### Texte source:
Les chantiers de construction des stades de la Coupe du Monde de football ont commencé au Qatar en 2010, année de l'attribution du plus grand événement footballistique au pays du golfe. À l'hiver prochain, pour la première fois depuis sa création, la coupe du monde de la FIFA aura lieu dans un pays du Moyen-Orient. Si l'événement est historique, la grande ferveur qu'il suscite est toutefois ternie par les conditions déplorables et désormais connues des travailleurs qui ont construit toutes les infrastructures afin que l'événement puisse se tenir.

À cela, s'ajoute la question climatique et les émissions de gaz à effet de serre, émis par la climatisation des stades.

Invité du Grand Jury RTL-Le Figaro-LCI le 11 septembre 2021, la ministre de la Transition écologique Agnès Pannier-Runacher a dû s'expliquer sur la tenue de cet événement sportif qui suscite la colère et l'incompréhension d'une partie de la population priée de respecter les consignes de « sobriété énergétique ». 

Le coût humain 

Des hommes, mais également des femmes, originaires le plus souvent d'Afrique ou d'Asie, construisent toutes les infrastructures : stades, routes et métro.

Dès le début des travaux, les mauvaises conditions de travail sont connues : exploitation, travail forcé, parfois non payé, horaires excessifs... des conditions souvent dénoncées comme proches de l'esclavagisme par des organisations de défense des droits humains. Parmi les dispositions les plus choquantes, celles qui, par un système de parrainage, permettent aux employeurs d'empêcher les travailleurs de quitter le pays et leur emploi.

### Entrées d'un jeu d'annotations par points:

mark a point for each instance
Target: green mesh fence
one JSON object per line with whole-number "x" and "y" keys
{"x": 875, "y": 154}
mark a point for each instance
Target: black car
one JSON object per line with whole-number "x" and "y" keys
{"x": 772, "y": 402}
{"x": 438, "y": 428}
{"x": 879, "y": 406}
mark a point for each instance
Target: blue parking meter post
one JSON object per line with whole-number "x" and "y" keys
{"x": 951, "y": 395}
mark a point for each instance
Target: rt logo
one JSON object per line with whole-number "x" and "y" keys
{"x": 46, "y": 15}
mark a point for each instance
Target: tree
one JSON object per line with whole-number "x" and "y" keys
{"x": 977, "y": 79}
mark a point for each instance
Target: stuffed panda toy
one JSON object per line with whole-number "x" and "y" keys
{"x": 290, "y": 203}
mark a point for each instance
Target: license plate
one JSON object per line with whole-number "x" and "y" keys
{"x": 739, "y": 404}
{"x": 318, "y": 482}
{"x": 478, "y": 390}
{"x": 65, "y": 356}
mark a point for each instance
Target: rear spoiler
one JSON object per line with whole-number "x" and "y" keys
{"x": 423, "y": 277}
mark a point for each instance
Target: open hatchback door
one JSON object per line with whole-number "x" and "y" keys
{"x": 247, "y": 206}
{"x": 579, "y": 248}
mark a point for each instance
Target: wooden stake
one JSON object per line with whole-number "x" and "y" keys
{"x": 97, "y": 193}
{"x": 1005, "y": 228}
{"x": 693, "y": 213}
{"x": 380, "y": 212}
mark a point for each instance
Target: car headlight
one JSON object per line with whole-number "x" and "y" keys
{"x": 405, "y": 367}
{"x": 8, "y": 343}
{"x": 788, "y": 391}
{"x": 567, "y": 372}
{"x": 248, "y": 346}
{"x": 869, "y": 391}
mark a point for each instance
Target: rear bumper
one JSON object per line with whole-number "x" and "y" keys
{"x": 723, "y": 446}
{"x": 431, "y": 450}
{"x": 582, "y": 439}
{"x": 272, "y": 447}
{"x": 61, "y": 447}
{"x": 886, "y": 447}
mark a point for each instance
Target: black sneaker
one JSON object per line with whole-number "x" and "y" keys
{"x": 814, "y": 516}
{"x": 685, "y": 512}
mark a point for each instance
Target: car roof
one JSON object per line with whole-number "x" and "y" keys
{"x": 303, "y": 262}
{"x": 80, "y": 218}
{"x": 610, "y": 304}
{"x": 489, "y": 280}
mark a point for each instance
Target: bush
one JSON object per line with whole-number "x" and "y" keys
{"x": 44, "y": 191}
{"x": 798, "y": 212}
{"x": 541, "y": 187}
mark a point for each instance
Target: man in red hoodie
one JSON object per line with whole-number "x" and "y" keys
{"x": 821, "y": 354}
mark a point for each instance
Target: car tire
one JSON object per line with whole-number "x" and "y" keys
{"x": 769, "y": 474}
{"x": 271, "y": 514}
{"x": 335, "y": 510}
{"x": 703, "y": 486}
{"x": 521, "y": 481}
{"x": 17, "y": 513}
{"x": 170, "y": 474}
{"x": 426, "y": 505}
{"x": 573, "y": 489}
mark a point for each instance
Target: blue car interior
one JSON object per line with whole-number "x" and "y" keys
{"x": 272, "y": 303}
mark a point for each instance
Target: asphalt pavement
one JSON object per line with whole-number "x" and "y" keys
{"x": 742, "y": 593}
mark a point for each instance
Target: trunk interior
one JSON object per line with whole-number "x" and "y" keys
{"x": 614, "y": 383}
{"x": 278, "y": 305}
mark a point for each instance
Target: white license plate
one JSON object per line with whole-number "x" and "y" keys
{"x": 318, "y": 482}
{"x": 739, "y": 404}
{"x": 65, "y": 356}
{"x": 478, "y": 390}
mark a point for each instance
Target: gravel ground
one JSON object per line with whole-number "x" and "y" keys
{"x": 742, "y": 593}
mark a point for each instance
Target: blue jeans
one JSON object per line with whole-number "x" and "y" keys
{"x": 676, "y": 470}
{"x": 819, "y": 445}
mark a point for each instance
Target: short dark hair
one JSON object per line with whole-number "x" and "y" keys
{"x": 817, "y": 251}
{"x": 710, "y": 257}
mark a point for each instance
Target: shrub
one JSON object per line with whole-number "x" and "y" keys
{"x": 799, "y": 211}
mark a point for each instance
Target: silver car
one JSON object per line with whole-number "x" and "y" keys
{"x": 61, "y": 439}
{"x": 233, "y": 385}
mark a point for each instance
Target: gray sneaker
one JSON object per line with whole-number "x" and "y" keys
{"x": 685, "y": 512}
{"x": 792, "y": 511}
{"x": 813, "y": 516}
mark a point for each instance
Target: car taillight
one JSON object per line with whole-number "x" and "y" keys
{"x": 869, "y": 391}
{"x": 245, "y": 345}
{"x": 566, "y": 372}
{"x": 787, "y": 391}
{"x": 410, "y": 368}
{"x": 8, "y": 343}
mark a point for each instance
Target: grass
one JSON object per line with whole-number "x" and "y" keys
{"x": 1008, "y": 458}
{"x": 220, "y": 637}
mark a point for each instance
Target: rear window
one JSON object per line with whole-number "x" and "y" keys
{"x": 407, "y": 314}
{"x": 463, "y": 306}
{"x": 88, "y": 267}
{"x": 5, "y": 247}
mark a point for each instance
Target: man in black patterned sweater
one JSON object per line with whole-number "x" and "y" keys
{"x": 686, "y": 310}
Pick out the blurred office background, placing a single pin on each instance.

### Consignes de travail:
a) Résumez en deux phrases le texte sur la Coupe du Monde au Qatar.
b) Recopiez fidèlement, dans le texte sur la Coupe du Monde au Qatar, le passage allant de « Les chantiers de » jusqu'à « puisse se tenir. ».

### Réponses aux exercices:
a) Pour la première fois, la Coupe du Monde de la FIFA aura lieu dans un pays du Moyen-Orient, le Qatar, où les chantiers des stades ont commencé en 2010. L'événement est toutefois terni par les émissions de gaz à effet de serre dues à la climatisation des stades et par les conditions déplorables des travailleurs, souvent originaires d'Afrique ou d'Asie, soumis à l'exploitation, au travail forcé, à des horaires excessifs et à un système de parrainage qui permet aux employeurs de les empêcher de quitter le pays et leur emploi.

b)
Les chantiers de construction des stades de la Coupe du Monde de football ont commencé au Qatar en 2010, année de l'attribution du plus grand événement footballistique au pays du golfe. À l'hiver prochain, pour la première fois depuis sa création, la coupe du monde de la FIFA aura lieu dans un pays du Moyen-Orient. Si l'événement est historique, la grande ferveur qu'il suscite est toutefois ternie par les conditions déplorables et désormais connues des travailleurs qui ont construit toutes les infrastructures afin que l'événement puisse se tenir.